-- Opening Marker --

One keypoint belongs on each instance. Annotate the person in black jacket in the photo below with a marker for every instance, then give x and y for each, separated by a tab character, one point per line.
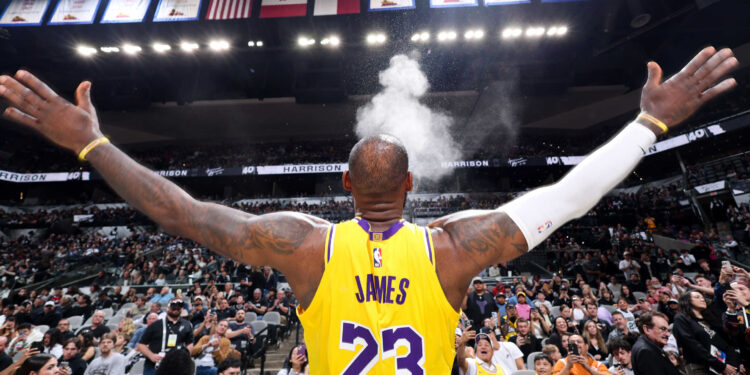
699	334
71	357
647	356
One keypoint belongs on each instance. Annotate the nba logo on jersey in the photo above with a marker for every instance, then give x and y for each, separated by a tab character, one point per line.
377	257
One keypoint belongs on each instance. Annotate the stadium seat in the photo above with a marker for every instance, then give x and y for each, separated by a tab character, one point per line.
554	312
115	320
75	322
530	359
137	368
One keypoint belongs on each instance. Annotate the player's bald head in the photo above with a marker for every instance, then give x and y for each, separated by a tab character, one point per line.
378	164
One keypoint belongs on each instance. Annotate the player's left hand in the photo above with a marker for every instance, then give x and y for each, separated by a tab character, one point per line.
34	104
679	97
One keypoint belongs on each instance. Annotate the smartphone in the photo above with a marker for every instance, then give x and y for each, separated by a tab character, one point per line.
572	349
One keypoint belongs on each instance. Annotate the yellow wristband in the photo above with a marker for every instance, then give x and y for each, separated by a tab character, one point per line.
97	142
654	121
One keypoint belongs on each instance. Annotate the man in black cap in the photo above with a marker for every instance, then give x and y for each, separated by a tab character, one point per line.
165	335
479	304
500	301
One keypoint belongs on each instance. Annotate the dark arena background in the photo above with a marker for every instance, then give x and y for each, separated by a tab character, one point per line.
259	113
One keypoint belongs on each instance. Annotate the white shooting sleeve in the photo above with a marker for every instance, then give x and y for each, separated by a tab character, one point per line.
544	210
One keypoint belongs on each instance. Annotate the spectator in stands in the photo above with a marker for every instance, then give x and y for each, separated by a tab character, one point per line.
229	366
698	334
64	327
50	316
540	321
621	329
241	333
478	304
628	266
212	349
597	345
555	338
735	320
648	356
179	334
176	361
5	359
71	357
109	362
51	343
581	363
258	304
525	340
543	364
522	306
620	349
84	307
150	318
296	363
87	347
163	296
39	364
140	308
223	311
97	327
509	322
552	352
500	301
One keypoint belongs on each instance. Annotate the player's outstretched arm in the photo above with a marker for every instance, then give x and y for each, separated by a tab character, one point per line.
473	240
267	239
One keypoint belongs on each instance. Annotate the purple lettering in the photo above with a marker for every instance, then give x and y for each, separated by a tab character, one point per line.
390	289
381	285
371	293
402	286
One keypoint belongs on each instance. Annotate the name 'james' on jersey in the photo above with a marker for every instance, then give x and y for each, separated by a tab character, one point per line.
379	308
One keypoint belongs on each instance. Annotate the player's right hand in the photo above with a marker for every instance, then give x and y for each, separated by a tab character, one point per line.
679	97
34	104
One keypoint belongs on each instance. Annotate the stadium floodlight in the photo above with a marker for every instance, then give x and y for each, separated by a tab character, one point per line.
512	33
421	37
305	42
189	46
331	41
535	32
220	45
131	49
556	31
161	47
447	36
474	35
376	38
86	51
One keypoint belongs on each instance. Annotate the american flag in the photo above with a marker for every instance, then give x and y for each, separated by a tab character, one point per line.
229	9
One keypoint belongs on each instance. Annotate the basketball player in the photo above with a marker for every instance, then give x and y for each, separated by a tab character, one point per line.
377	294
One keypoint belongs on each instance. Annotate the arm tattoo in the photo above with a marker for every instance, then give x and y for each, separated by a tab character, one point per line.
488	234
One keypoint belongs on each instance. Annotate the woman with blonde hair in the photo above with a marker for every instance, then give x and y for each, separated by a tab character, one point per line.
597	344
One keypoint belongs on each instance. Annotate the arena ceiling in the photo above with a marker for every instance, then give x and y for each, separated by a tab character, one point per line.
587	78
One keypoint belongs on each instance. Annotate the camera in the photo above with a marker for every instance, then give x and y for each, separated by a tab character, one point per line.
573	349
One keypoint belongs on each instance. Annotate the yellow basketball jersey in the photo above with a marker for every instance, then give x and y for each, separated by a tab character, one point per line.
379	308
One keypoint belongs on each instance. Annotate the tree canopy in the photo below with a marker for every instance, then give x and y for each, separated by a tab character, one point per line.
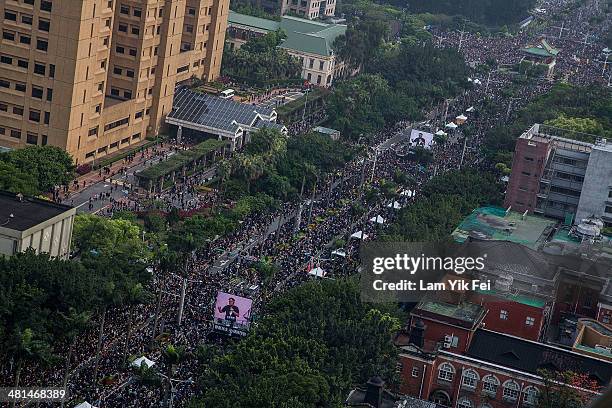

-- Closing Marker --

## WHAT IS NEEDED
Write out all the records again, exactly, minus any pictures.

## SOLUTION TO THIS EXERCISE
One keypoint belongs on each instance. Annotate the person in black jacket in the photo below with a marker for every instance, then give x and y for each, separated by a tab character, one point per line.
699	334
71	357
647	356
One keypoint belongs on each instance. Annotate the nba logo on jersey in the photo above with a marker for every instance, then give x and y for each, separated by a tab character, one point per line.
377	257
One keypoint belongs on each instance. Annotate the stadium seat in the photo above with a marker for every instance, then give x and y for each, separated by a tab character, one point per line.
554	312
115	320
75	322
530	359
137	368
One keypoint belongs on each instance. Annotate the player's bald head in the photo above with a marker for every instance, then give x and y for each, separated by a tab character, one point per line.
378	164
One keypoint belongs on each instance. Annotate the player's left hand in the photo above with a marker for every instance, then give x and y for each, separated by a tab character, one point per line.
34	104
679	97
One keypoint belongs on each instance. Annotate the smartphone in the photo above with a marker for every instance, then give x and y for each, separated by a tab character, one point per line.
572	349
One keypoint belongs on each instance. Annotate the yellow wristband in the photo above with a marker for every instance, then give x and y for each, separated by a tab character, one point per line.
97	142
654	121
One keypoint belongs on each instance. Annotate the man in black cap in the photo above with a marker for every instance, then give x and y for each, separated by a tab character, one point per line.
165	335
479	304
500	301
One keypoint belongs on each instance. Annotate the dark arena background in the photo above with a marker for every instance, then give x and y for each, separated by a tab character, one point per line.
259	113
One keypoint belongs on each instance. Annotate the white shooting sleeve in the photo above with a marker for every instance, then give x and y for each, separated by a tab character, one point per line.
544	210
One keypoint belongs on each instance. Annotate the spectator in stands in the photo above with a marker for every instance, then give x and y for each, separated by a tab character, one point per line.
229	366
698	334
64	327
50	316
540	321
621	329
241	333
478	304
628	266
212	349
597	345
555	338
735	320
648	356
179	334
176	361
5	359
71	357
109	362
51	343
581	363
258	304
525	340
543	364
522	306
620	349
84	307
150	318
296	363
87	347
163	296
39	364
140	308
223	311
97	327
509	322
552	352
500	301
One keypoint belongs on each instance. Annotate the player's outstretched arm in the photo above with a marker for every instance, then give x and y for each, separated by a tab character, one point per line.
473	240
267	239
One keypoint belongs on each instance. Annotate the purple lettering in the photo above with a marker for every instance, then give x and y for each, separated by a tab character, one point per line.
390	289
381	285
371	293
402	286
One keypoint belongs on each instance. Annotate the name 'james' on jersey in the photo above with a marker for every instance, then give x and y for each, separated by a tab character, one point per line.
379	308
One keypoint belongs on each instance. Annotate the player's right hand in the photo above with a marker for every instance, then give x and y for each, separated by a tab character, one point per line.
679	97
34	104
One keypoint belongs on each instance. Annotate the stadium floodlight in the photo above with a marker for every instance, then give x and y for each, separated by a tab character, one point per line.
512	33
421	37
305	42
189	46
331	41
535	32
220	45
131	49
556	31
161	47
447	36
474	35
376	38
86	51
One keypoint belongs on each instance. Annotate the american flag in the photo above with a marker for every instance, then give x and y for each, separated by a tab character, one point per line.
229	9
One keypoint belongs on each instance. Annotate the basketball player in the photo above with a marker for every instance, then give x and y for each, separated by a tab character, one point per line.
377	294
One keypoint belongs on each instance. Annotate the arm tattoo in the photo above with a marker for every instance, then give x and y for each, separated by a tab character, one point per line.
488	234
One keypoint belongs on each instance. Annotate the woman with blonde hair in the photo above with a marker for every instance, then give x and y for each, separated by a tab character, one point per line.
597	344
One keypoint belongs on each instance. Annotate the arena ceiling in the photo above with a marker for every instance, then give x and y for each, separated by a tab character, one point per line.
587	78
One keypoint belongs on each instance. Annotate the camera in the photo above with a marker for every instance, then give x and y for each, separated by a tab character, one point per line.
573	349
One keypoint belongs on each instance. Annotate the yellow basketball jersey in the photo above with a marker for every instance, then give x and y for each, separated by a tab character, one point per line.
379	308
One keypoint belongs on each instance. Annotate the tree canopy in the photo below with a marker for every instance, then give x and y for each, separated by a tab character, one point per line.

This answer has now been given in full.